◆ EXTRACTED ENTRIES:
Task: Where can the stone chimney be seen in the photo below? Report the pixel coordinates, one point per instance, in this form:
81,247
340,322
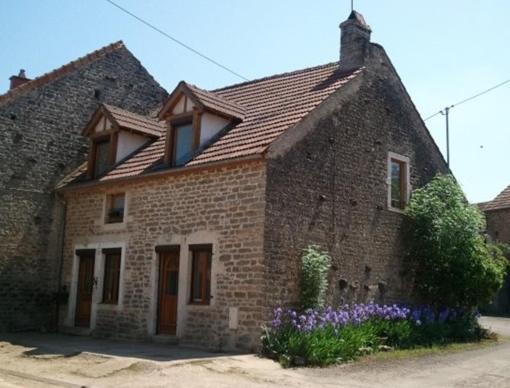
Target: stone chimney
354,41
17,80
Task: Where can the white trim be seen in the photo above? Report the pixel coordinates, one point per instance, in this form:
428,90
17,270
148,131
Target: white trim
406,161
97,291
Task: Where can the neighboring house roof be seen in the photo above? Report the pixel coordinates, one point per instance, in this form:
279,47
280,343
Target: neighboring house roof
59,72
127,120
502,201
271,105
204,99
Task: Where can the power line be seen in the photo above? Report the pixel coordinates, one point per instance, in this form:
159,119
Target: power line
469,99
175,40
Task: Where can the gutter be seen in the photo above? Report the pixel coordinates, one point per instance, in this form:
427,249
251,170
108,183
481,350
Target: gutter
62,200
161,173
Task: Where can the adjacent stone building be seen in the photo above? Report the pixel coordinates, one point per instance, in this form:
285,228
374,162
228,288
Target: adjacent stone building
40,142
190,226
497,214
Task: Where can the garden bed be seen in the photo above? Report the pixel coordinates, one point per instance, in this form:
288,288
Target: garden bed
321,337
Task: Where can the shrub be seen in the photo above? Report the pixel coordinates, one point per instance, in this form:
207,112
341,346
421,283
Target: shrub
451,263
313,282
323,337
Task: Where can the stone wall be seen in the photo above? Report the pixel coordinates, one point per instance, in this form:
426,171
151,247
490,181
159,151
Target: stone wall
223,206
327,185
498,228
40,143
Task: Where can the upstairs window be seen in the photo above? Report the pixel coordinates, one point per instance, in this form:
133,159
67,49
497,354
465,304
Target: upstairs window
398,181
111,275
115,208
101,156
201,274
183,143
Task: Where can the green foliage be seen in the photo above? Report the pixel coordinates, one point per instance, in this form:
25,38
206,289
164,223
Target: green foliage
449,258
328,345
315,264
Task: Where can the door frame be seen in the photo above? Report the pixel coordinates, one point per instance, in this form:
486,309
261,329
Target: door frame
183,307
161,250
88,254
97,290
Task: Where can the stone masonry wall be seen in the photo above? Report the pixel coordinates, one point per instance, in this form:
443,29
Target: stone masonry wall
330,188
40,142
498,228
223,206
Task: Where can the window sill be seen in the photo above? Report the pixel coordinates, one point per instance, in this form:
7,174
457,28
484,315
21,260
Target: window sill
109,307
396,209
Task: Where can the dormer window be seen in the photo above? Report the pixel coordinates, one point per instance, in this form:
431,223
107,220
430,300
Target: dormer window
101,156
195,117
115,134
183,141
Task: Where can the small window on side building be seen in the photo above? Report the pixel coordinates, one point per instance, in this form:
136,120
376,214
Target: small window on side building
111,281
183,138
115,208
101,154
398,181
201,274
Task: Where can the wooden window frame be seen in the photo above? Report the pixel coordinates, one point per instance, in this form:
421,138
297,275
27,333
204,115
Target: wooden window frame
111,136
193,118
109,207
205,294
405,181
108,254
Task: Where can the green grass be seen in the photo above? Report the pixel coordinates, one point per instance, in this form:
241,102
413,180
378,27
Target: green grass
401,354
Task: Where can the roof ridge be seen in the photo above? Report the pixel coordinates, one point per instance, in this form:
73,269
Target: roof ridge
287,73
59,71
115,107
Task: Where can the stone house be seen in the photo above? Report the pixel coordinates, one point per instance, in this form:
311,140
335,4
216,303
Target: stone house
191,225
40,143
497,215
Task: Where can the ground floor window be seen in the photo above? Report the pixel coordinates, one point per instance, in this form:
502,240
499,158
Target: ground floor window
111,275
201,274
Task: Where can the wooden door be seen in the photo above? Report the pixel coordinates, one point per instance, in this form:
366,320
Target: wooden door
84,291
168,292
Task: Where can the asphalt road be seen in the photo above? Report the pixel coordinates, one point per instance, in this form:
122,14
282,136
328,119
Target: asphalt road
41,361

◆ DESCRIPTION OF THE TASK:
Retype every record above exactly as written, but leave out the pictures.

◆ OUTPUT:
Task: Where can the stone chimney be seen in the photo below? Report the pixel coordinates, one point per instance, in this form:
81,247
340,322
Target: stone chimney
354,41
17,80
Task: Where can the white trim be seen in the photo above? Report the pixel coordinates, one point per instance, in this form:
428,90
17,270
148,131
Target: white trim
406,161
97,291
Task: Where can the neighboring house roof be seen in the photo above? Report the pixel coordinates, one point per instance, in this form:
279,47
280,343
Target: neighboring house roof
59,72
127,120
502,201
271,105
204,99
Task: Where can the power line be seen in the photo above? Report the pixel coordinates, one point per instance, in this form:
159,119
Target: power line
469,99
175,40
Task: Where can the gutter be seen in the photo above? Report the pixel coordinates, one point per instance, in this form:
427,249
251,170
108,183
481,350
Target: gutter
62,200
161,173
Task: Where can the adjacent stone building be seen in the photo above? Report the pixel coordinates, one point per instance, in this form:
285,228
374,162
228,288
Target: adjacent stone building
40,142
190,226
497,214
Task: Where can the garden bed be seen in the photo above? Report the pixel coordinates, one point per instance, in this form:
288,288
Target: garden bed
321,337
Task: Where can the shrub be seen in the photo above? Report the pixel coordinates, one point per instance, in this form:
207,112
341,346
421,283
Target: shrub
451,263
313,282
323,337
Task: Where can the stone wall be seen in the photo above? Report the pixel coordinates, one point per instance, in this form:
426,171
151,247
490,181
159,151
Target: stone wall
223,206
327,185
498,228
40,143
Task: Where can the upstairs window be seen in the photo above? Report the pixel coordinates, one point per instance, in this form:
133,159
67,49
497,354
465,304
Target: upstairs window
398,181
111,275
115,208
101,156
201,274
183,143
Task: Where can the green foliage be seen in the photo above? Report the pixel coordinates, one point per instance, in this form:
25,38
206,289
164,223
Target: green foliage
449,258
328,345
315,264
Task: Where can the door frame be seen in the photo above? Report the pixel coordinates, one point per instance, in this form:
486,309
261,329
Target: door frame
183,307
161,250
88,254
97,290
Task: Where can the stone masonry wall be seen in the photo above? Report the pixel coordinates, one point per instance, in this form:
443,29
Target: stone masonry wall
330,188
40,142
498,228
223,206
Task: Where can the window sill be seen in the photo above? Report the pixel coordinates, one point per instance, in this form:
7,174
457,28
484,315
21,260
Target: window sill
109,307
396,209
Task: Where can the dormer window be seen in the photo above? Report the pixel coordinates, one point per instance, in this form:
431,223
107,220
430,300
Target: dormer window
101,156
195,117
115,134
183,141
Task: Where can the small window on side building be seen in the photo above? Report the pixel coordinates, one point per instance, in this form:
136,120
376,214
Target: small window on side building
111,281
183,138
115,208
101,154
398,181
201,274
Task: Where can the wooden window frame be seen in the photo above? Report the pixel coordinates, one point per instance, in this form:
421,138
297,275
27,333
204,115
Target: wooden window frame
111,136
193,118
109,207
205,294
405,181
108,254
Task: Where can the green grass be seen in the photo above? Report the pixel coordinates, one point per instance, in this form:
241,102
413,180
378,27
Target: green grass
401,354
Task: Where can the roof ridge be seen in the photo above? Report the pixel coordinates, one point per instance, in this form:
73,269
Target: roof ridge
287,73
59,71
115,107
Task: Where can the stone house be seen in the photo above? Report the pixel coordinates, one point per instance, in this form:
311,140
335,4
216,303
Target: stone house
191,225
40,143
497,215
Task: Where can the ground floor window be seen in the photo above? Report the pixel coordinates, one point per instance, in this form:
502,240
499,158
Target: ground floor window
111,275
201,274
Task: Where can the wooden door be seen in the photo above? Report the pixel coordinates, one point per instance, in this form:
366,320
Target: wooden door
84,291
168,292
Task: Where can the asphalt road be seen in the photo above? Report the pixel coordinates, one point per instance, in this form:
122,14
282,136
328,119
Target: asphalt road
41,361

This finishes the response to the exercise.